══ Supplied material
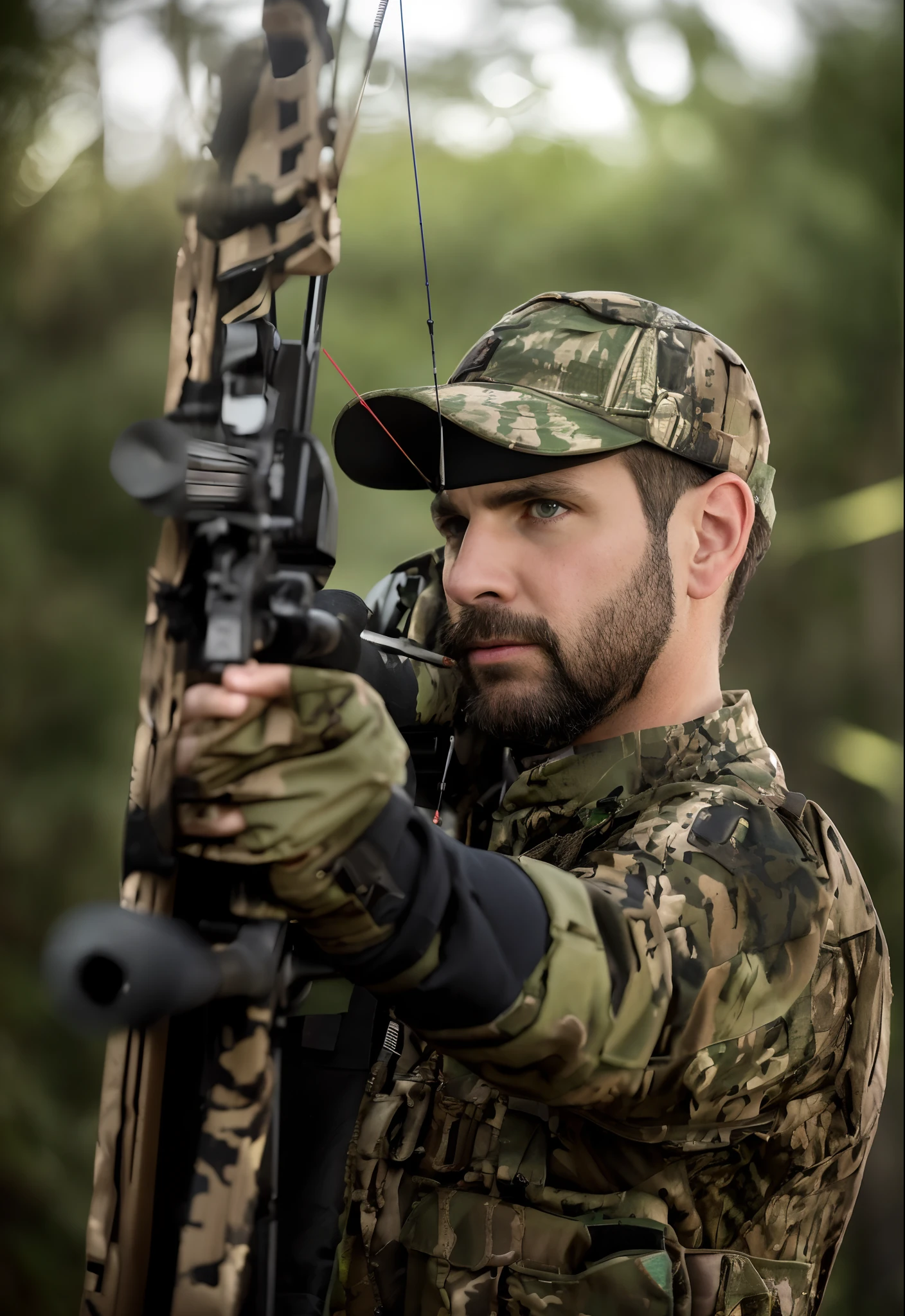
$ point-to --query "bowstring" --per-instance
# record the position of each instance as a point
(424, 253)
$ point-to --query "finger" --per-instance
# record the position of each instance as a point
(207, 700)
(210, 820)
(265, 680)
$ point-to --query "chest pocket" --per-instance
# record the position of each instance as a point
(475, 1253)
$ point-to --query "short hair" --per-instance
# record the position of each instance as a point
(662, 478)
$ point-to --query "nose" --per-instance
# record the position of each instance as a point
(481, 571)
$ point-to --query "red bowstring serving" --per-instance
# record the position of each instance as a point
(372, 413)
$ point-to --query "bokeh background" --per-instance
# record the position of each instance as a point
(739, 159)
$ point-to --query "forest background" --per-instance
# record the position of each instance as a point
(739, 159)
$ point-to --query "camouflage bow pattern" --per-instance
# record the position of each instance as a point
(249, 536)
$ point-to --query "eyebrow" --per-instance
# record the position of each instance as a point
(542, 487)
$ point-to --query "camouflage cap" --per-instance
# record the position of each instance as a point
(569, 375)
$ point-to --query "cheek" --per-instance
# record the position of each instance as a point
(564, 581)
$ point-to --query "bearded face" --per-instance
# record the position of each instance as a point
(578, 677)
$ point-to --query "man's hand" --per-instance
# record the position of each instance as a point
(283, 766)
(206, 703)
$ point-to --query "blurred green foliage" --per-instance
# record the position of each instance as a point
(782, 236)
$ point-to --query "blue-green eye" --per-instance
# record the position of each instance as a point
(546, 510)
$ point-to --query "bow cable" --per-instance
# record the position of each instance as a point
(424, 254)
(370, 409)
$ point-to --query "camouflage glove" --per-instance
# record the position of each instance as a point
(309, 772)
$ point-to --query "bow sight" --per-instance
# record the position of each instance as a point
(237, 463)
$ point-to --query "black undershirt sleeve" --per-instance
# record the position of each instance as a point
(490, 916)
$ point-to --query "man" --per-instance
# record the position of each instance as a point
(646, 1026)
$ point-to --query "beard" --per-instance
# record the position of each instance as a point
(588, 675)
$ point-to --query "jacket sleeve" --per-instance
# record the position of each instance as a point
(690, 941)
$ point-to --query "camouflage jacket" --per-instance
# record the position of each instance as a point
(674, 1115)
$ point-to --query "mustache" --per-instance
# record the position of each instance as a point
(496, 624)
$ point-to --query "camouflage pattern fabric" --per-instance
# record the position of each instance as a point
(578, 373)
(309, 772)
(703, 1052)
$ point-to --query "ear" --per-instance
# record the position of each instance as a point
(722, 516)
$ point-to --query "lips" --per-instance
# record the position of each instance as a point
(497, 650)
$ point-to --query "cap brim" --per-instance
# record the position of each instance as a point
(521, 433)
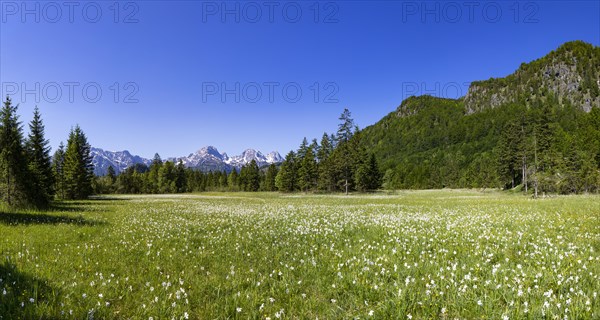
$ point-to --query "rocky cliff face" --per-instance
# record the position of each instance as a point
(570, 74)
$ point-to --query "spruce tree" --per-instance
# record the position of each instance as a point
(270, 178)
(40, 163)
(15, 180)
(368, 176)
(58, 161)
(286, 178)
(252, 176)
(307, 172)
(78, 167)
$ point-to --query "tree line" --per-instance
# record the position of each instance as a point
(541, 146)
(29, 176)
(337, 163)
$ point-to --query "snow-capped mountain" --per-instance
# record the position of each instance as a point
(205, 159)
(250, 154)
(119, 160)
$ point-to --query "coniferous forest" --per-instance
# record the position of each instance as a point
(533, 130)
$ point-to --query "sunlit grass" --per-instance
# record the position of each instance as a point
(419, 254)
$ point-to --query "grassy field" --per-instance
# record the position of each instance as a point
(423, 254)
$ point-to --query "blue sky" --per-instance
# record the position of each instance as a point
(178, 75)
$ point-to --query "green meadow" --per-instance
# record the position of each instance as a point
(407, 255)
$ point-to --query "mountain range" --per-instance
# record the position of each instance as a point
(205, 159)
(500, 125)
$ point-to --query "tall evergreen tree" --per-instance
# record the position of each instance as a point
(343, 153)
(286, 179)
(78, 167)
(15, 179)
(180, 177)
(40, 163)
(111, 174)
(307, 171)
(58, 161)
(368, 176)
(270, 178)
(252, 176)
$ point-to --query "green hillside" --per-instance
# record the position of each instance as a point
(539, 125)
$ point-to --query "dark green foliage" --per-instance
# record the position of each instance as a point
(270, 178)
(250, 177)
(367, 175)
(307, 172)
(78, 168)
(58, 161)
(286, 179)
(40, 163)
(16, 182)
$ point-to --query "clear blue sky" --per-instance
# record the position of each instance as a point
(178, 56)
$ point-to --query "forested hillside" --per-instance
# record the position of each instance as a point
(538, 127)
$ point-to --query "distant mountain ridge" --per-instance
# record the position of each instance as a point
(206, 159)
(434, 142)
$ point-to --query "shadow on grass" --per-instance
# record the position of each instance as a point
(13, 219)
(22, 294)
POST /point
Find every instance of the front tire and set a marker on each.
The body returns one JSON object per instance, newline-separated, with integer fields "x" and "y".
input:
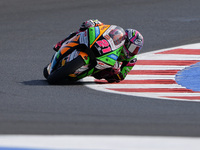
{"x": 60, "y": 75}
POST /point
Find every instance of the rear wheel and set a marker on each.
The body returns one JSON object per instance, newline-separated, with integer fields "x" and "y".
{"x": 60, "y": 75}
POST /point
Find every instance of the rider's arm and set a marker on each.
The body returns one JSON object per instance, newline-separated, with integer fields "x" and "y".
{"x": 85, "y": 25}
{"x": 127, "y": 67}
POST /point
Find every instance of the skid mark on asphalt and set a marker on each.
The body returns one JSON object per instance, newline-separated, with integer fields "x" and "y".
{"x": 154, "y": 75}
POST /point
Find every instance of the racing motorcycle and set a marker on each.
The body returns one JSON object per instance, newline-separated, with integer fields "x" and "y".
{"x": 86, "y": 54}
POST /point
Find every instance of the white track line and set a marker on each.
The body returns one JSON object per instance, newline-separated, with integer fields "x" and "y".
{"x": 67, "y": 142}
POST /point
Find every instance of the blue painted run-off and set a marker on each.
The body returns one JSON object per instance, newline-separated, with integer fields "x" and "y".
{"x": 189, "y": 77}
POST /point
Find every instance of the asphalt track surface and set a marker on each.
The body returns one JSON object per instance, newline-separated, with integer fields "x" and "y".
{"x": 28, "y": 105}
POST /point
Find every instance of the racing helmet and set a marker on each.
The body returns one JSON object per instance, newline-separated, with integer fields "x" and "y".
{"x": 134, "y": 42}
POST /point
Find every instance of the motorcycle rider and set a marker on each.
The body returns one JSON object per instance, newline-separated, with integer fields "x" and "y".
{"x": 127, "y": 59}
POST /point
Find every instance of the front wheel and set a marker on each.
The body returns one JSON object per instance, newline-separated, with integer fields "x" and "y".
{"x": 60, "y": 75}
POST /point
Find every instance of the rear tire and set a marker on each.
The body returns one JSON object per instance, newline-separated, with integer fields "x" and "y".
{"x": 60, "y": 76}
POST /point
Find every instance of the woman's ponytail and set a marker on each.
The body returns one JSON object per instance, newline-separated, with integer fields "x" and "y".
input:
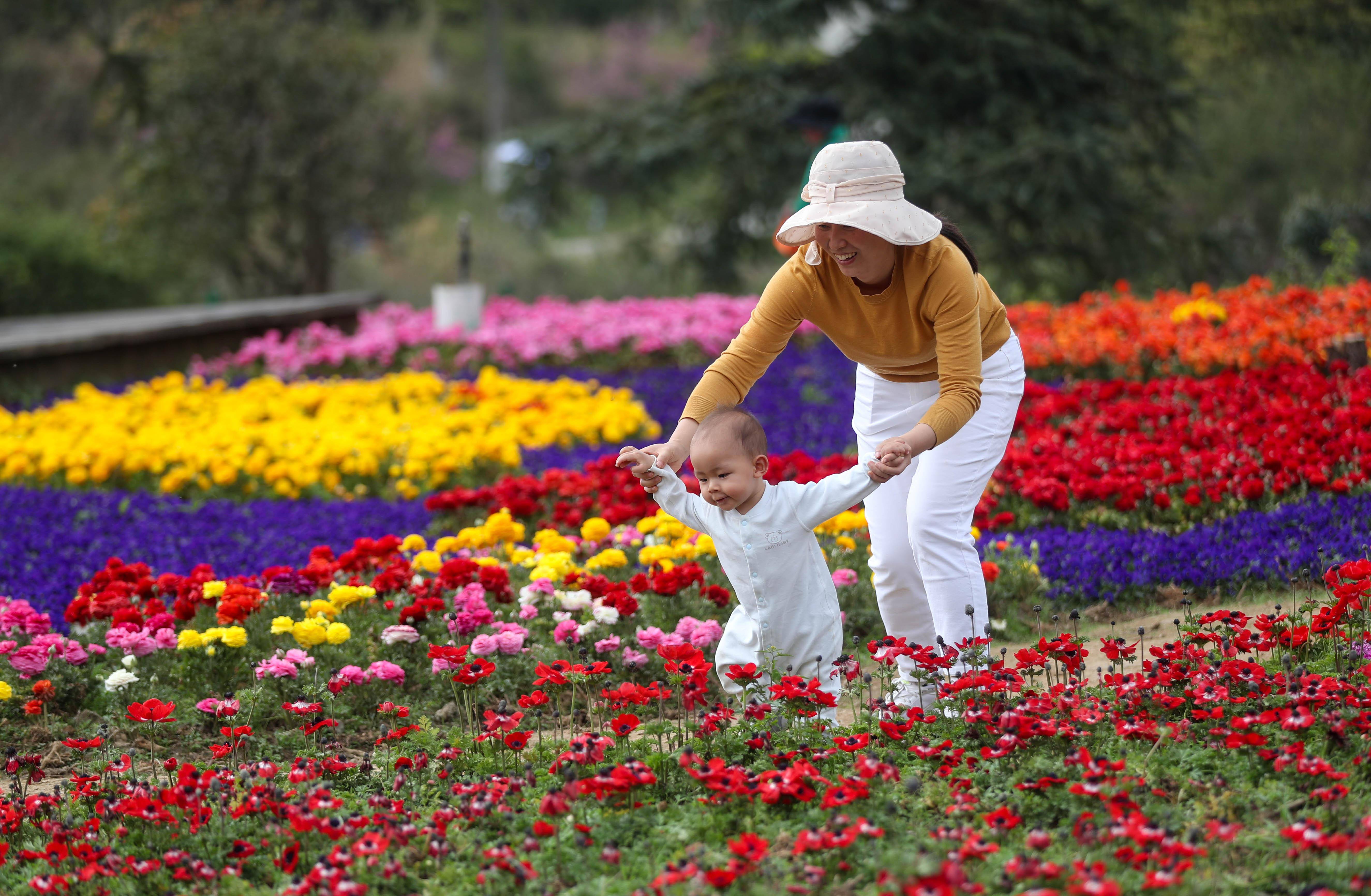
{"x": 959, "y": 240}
════
**What to produce:**
Omit all pictures while transcribing the entries verbatim.

**Result of this exercise:**
$ point-to --query "bowstring" --per-instance
# record the position of each instance as a point
(424, 253)
$ point-to --query "finger" --per-instance
# record the position of each instance as a point
(207, 700)
(210, 820)
(265, 680)
$ point-to --query "chest pocket" --per-instance
# record the position of each instance as a point
(475, 1253)
$ point-to --query "short hair" --per-instance
# record the position of each instance as a point
(662, 478)
$ point-to --query "nose" --per-instance
# record the position of each instance as a point
(481, 571)
$ point-to --query "red bowstring serving" --per-instance
# record the position of each instance as a point
(372, 413)
$ point-to --query "bokeh background" --per-instance
# record the position of each instance as a point
(739, 159)
$ point-to --query "forest background" --per-instance
# record the position of each instance as a point
(739, 159)
$ point-to --query "camouflage bow pattern" --per-instance
# record the position of each instance as a point
(249, 536)
$ point-to --query "eyebrow" --per-instance
# record the position of each instance as a point
(542, 487)
$ point-to --query "camouflage cap" --per-instance
# record the position of each instance as a point
(569, 375)
$ point-to --query "cheek" --per-instance
# record the position of each instance as a point
(564, 581)
$ point-to --query "bearded face" --per-instance
# record the position of each instance as a point
(578, 677)
$ point-to --query "man's hand" --per-instance
# record the position of each instance as a point
(283, 766)
(206, 703)
$ point-to --query "blurred green foliage" --per-instance
# record the position of each instance as a point
(782, 236)
$ point-to --query "blue-green eye" --per-instance
# record the position of each instance as a point
(546, 510)
$ point-to --query "bow cable" --per-instance
# record the position of each instance as a point
(424, 254)
(370, 409)
$ point-to --query "camouflage glove" --per-instance
# record the position of each instance as a point
(309, 772)
$ point-to --query "bow sight" --per-instance
# record the position of each instance as a point
(237, 463)
$ point-to --query "black undershirt sleeve" --per-instance
# record the position of each instance as a point
(490, 916)
$ point-to --query "man" --per-instance
# record the position of each instance as a point
(646, 1026)
$ point-to --query "beard" --per-instance
# record the position of each instance as a point
(588, 675)
$ point-to --query "jacket sleeve" --per-instance
# record the position of each instance as a point
(690, 941)
$ point-to --query "camouflage jacket" --per-instance
# record the position of each instance as a point
(674, 1115)
$ point-to --query "mustache" --per-instance
# record the position of each instance as a point
(496, 624)
$ point-to --query "camouflage pattern fabric" --per-instance
# record the position of each instance as a point
(578, 373)
(309, 772)
(703, 1052)
$ point-to --query "ear" --per-instance
# record the position of each instance as a point
(722, 516)
$ point-to --query "lips" --per-instance
# record the position of each instance as a point
(497, 650)
$ point-to --query "cap brim" --per-instance
# record the position of each instance as a point
(521, 433)
$ point-to --query "rocky cliff face" --per-instance
# record the position of each instance as a point
(570, 74)
$ point-to --query "spruce tree" --per-instance
# record the position of each instance as a point
(270, 178)
(40, 163)
(15, 180)
(368, 176)
(58, 161)
(286, 178)
(252, 176)
(307, 172)
(78, 167)
$ point-to --query "tree line" --per-instance
# record the position of each instance as a point
(541, 146)
(29, 176)
(337, 163)
$ point-to --query "snow-capped mountain" --per-instance
# record the position of each instance as a point
(205, 159)
(250, 154)
(119, 160)
$ point-to --query "coniferous forest" --per-instance
# record the position of each instance as a point
(533, 130)
$ point-to --query "sunlit grass" --per-instance
# record the position of each instance as a point
(419, 254)
$ point-to --query "grassy field" --per-instance
# record the position of each instance as a point
(423, 254)
$ point-to --query "blue sky" --per-instance
# record the position of each instance as a point
(178, 75)
$ point-to --query "green meadow" --per-instance
# record the position of each instance as a point
(407, 255)
$ point-to --query "mountain range" --per-instance
# record the position of each instance as a point
(205, 159)
(500, 125)
$ point-to --query "tall evergreen tree" --per-instance
# record the position of each instance as a point
(343, 153)
(286, 179)
(78, 167)
(15, 179)
(180, 177)
(40, 163)
(111, 174)
(307, 171)
(58, 161)
(368, 176)
(270, 178)
(252, 176)
$ point-to --query "green hillside" --per-instance
# record the position of each instance as a point
(539, 125)
$ point-to --query "dark green foliage" --per-instance
# record the position of each instance as a point
(270, 178)
(250, 177)
(367, 175)
(307, 172)
(78, 168)
(58, 161)
(286, 179)
(40, 163)
(16, 182)
$ point-to --query "clear blue sky" --per-instance
# record the position of each instance as a point
(178, 56)
$ point-to --query "forested hillside" --per-instance
# record the position of each instance as a point
(538, 127)
$ point-to --query "distant mountain ridge" --per-instance
# record the position of each instance as a point
(206, 159)
(434, 142)
$ point-to --query "shadow on grass" --per-instance
# record the position of each instance as a point
(13, 219)
(22, 294)
POST /point
Find every instance of the front tire and set a marker on each.
The body returns one JSON object per instance, newline-separated, with integer fields "x" and "y".
input:
{"x": 60, "y": 75}
POST /point
Find every instance of the rear wheel and set a marker on each.
The body returns one JSON object per instance, newline-separated, with integer fields "x" and "y".
{"x": 60, "y": 75}
POST /point
Find every instance of the rider's arm and set a marker on each.
The body returns one JSON object per instance, newline-separated, with integer fields "x" and "y".
{"x": 85, "y": 25}
{"x": 127, "y": 67}
POST /point
Find every instance of the skid mark on asphalt and set a marker on each.
The body returns one JSON object per instance, newline-separated, with integer fields "x" and "y".
{"x": 154, "y": 75}
POST /point
Find every instance of the racing motorcycle and set a marker on each.
The body returns one JSON object per instance, newline-separated, with integer fields "x" and "y".
{"x": 86, "y": 54}
POST /point
Find every instance of the white track line and set a marker on each.
The body returns one JSON object per instance, newline-separated, with integer fields "x" and "y".
{"x": 67, "y": 142}
POST /point
Find every instance of the blue painted run-off and set a marker on each.
The body returns one JSON object per instance, newline-separated, with integer fields "x" and "y".
{"x": 189, "y": 77}
POST /point
Find every instance of the asphalt track surface and set a marker on each.
The body returns one JSON object per instance, newline-separated, with integer fields "x" and "y".
{"x": 28, "y": 105}
POST /point
Find every instance of the racing helmet and set a marker on each.
The body returns one JSON object per instance, newline-separated, with integer fields "x" and "y".
{"x": 134, "y": 42}
POST /point
Find every instance of the motorcycle rider and set a marker on each.
The body returns one JSON object per instance, newline-separated, with integer fields "x" and "y".
{"x": 127, "y": 59}
POST /point
Find every instance of the front wheel and set a marker on each.
The body returns one JSON object per instance, newline-separated, with integer fields "x" and "y".
{"x": 60, "y": 75}
POST /point
Find every instance of the rear tire and set a marker on each.
The body returns one JSON object per instance, newline-separated, with integer fields "x" and "y".
{"x": 60, "y": 76}
POST /point
Find every instance of the woman's ponytail and set a marker on each.
The body returns one JSON object per instance, newline-separated, with integer fields "x" and "y".
input:
{"x": 959, "y": 240}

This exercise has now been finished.